====== Data
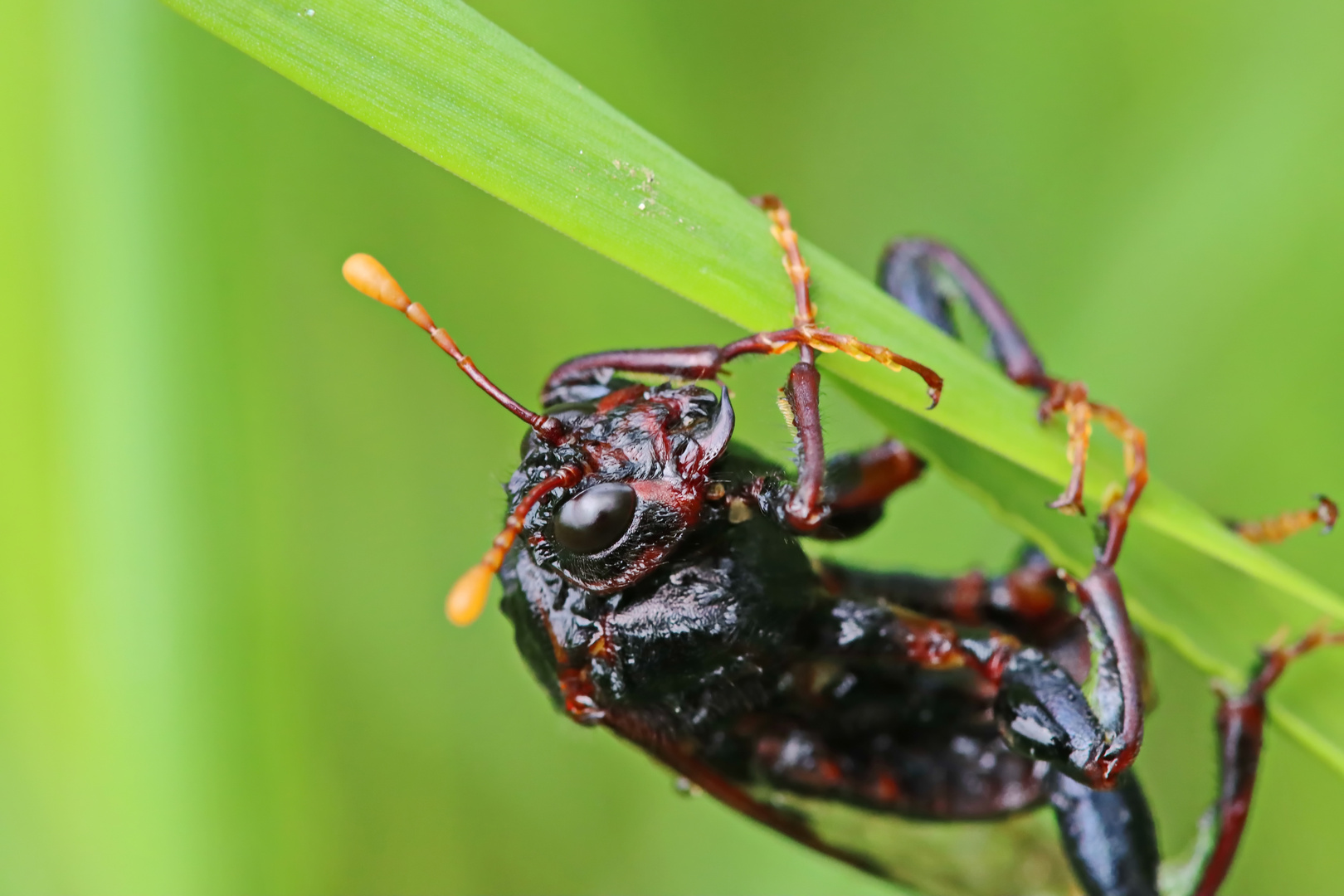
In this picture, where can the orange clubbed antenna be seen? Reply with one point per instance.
============
====== Data
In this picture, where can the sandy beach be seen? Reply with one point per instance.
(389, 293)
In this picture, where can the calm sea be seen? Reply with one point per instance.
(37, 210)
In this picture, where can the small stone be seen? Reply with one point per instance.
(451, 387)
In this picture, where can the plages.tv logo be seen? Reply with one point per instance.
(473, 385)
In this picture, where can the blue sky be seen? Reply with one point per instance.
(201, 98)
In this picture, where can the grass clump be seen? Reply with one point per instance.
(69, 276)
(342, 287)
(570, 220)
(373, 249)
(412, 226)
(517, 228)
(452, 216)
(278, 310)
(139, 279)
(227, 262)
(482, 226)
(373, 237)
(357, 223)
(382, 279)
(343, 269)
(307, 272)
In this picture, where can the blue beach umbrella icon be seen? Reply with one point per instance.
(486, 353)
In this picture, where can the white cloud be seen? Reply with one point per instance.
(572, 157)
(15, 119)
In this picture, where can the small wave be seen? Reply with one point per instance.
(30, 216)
============
====== Data
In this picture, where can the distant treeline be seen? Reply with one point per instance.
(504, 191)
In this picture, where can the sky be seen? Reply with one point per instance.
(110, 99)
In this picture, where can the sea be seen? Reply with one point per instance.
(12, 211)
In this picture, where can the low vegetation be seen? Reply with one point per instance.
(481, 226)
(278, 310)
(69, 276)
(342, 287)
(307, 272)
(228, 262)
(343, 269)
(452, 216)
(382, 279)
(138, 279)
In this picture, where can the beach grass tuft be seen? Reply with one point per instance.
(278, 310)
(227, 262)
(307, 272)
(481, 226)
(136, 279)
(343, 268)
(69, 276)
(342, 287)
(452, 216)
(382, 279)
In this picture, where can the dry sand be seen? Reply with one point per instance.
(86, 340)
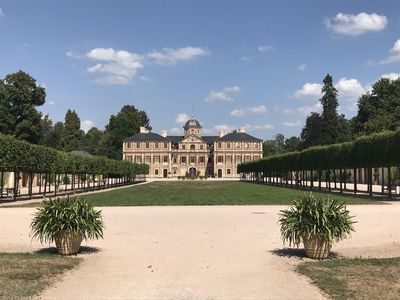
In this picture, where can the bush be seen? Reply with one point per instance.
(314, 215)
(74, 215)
============
- Given problem: Gather and copy out every line of the data above that contains the string "blue".

- Response to the exercise:
In this picture, where can the blue sky be seen? Reply with one point per instance.
In this picture, where can the blue beach umbrella icon be seen? Reply with one point per instance.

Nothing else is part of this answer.